▸ Things to do
(A) In the workbench forum thread, what material is the current benchtop surface that the first poster wants to replace?
(B) Copy the passage of the workbench forum thread that runs from "If your surface" up to and including "a final planing.".

▸ Source excerpt

============================================================

# Jointing and planing SYP 2x4s for a workbench top?



## Smile_n_Nod (Jan 20, 2011)

I'm considering building a new benchtop out of Southern Yellow Pine 2×4s to replace the current MDF surface. How necessary is it flatten the 2×4s before gluing them together? Can I just buy straight boards and glue them together, or do I need to beg/borrow/steal a jointer and planer to dimension them properly first?


----------



## DamnYankee (May 21, 2011)

I recently made a workbence top out of 2×6s myself using my tablesaw. I resawed each 2×6 in half and then trued up each edge on the tablesaw all to the same dimension (as I recall about 1-5/8×2-1/2). I then glued these up using cauls. The first glue up was two each (1-2, 3-4, 5-6, ....) then I doubled those up (1-4, 5-8,...) until I had them all glued. I paid real close attention ensuring at least one side (the top) glued up as flat/true as I could get it. To finish it I stuck some self-adhesive sandpaper to one side of a length of 2×4 (that I trued up on theTS) that was a bit longer than the top was wide. I then did the pencil squiggle thing, marking all over the top, and then sanded until the lines were all gone. By using the 2×4 sanding block longer than the overall width, it sanded it down true/flat across the whole length.

If your surface after gluing is too much out of flat/true to go directly to sandpaper, you could use a joining plane first.


----------



## yrob (May 26, 2008)

You will have to joint the boards. 2×4s come with a rounded edge and are not ready to glue. You can do that pretty easily with a jointer plane. Once you have a good edge, you can glue them together in groups of 3 or 4. Once its dry, you again use your hand plane jointer to flatten the surface. You repeat for 2 or 3 groups and then glue these together and do a final planing.


----------

============================================================

▸ Supplied entries
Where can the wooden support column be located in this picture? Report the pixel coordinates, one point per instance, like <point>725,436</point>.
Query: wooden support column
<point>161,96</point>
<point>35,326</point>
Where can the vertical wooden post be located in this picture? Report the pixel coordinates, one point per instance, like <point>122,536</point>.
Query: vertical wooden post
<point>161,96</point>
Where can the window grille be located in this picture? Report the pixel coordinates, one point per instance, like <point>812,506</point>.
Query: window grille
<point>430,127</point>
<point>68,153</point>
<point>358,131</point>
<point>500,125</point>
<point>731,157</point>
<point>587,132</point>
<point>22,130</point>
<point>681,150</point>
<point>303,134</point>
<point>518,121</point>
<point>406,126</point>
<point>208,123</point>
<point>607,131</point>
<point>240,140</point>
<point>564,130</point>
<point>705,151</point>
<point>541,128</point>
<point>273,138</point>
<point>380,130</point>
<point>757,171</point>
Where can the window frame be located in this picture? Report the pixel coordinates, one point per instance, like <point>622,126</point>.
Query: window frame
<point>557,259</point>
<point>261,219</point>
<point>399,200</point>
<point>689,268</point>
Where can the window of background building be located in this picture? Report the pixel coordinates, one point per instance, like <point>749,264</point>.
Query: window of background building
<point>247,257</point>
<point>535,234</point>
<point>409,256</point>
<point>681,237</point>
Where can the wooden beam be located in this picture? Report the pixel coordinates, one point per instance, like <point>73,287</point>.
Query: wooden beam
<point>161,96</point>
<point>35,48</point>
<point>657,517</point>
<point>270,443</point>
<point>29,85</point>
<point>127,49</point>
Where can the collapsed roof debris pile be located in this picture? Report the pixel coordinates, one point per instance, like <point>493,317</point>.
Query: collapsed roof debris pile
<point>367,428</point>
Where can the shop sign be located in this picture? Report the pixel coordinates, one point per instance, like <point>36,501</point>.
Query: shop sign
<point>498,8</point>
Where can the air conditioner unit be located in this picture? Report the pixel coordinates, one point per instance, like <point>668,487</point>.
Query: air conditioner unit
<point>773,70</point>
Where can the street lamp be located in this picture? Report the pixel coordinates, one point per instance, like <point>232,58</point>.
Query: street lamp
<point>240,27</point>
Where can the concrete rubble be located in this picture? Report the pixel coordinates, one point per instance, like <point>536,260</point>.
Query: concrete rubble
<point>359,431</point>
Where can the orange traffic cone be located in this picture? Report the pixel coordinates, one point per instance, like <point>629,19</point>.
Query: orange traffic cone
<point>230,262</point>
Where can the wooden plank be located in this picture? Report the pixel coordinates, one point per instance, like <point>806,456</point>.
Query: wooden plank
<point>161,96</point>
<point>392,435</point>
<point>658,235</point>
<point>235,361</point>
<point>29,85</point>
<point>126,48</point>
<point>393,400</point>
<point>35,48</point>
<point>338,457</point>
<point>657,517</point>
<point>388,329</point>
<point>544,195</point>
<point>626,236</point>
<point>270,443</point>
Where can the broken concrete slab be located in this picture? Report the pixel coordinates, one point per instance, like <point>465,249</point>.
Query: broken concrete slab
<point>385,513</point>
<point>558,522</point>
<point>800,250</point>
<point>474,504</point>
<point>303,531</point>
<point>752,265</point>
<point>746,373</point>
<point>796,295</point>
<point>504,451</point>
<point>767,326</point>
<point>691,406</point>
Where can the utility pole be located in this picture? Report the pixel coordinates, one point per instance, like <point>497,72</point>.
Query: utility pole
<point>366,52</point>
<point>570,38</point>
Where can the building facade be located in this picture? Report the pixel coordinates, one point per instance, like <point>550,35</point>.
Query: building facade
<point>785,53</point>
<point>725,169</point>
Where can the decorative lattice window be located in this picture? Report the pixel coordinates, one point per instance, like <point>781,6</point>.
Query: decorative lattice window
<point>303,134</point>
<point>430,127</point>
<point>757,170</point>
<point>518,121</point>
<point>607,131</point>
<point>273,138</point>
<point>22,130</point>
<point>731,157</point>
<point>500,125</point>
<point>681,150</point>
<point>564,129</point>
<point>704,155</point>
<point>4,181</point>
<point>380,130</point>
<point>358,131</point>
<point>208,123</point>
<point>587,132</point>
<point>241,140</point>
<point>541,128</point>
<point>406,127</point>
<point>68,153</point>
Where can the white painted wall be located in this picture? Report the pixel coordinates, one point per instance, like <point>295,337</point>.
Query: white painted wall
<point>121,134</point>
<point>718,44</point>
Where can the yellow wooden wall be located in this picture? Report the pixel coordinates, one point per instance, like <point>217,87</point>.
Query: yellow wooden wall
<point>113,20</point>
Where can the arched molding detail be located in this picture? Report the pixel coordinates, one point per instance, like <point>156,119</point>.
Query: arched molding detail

============================================================

▸ Full answers
(A) MDF

(B)
If your surface after gluing is too much out of flat/true to go directly to sandpaper, you could use a joining plane first.


----------



## yrob (May 26, 2008)

You will have to joint the boards. 2×4s come with a rounded edge and are not ready to glue. You can do that pretty easily with a jointer plane. Once you have a good edge, you can glue them together in groups of 3 or 4. Once its dry, you again use your hand plane jointer to flatten the surface. You repeat for 2 or 3 groups and then glue these together and do a final planing.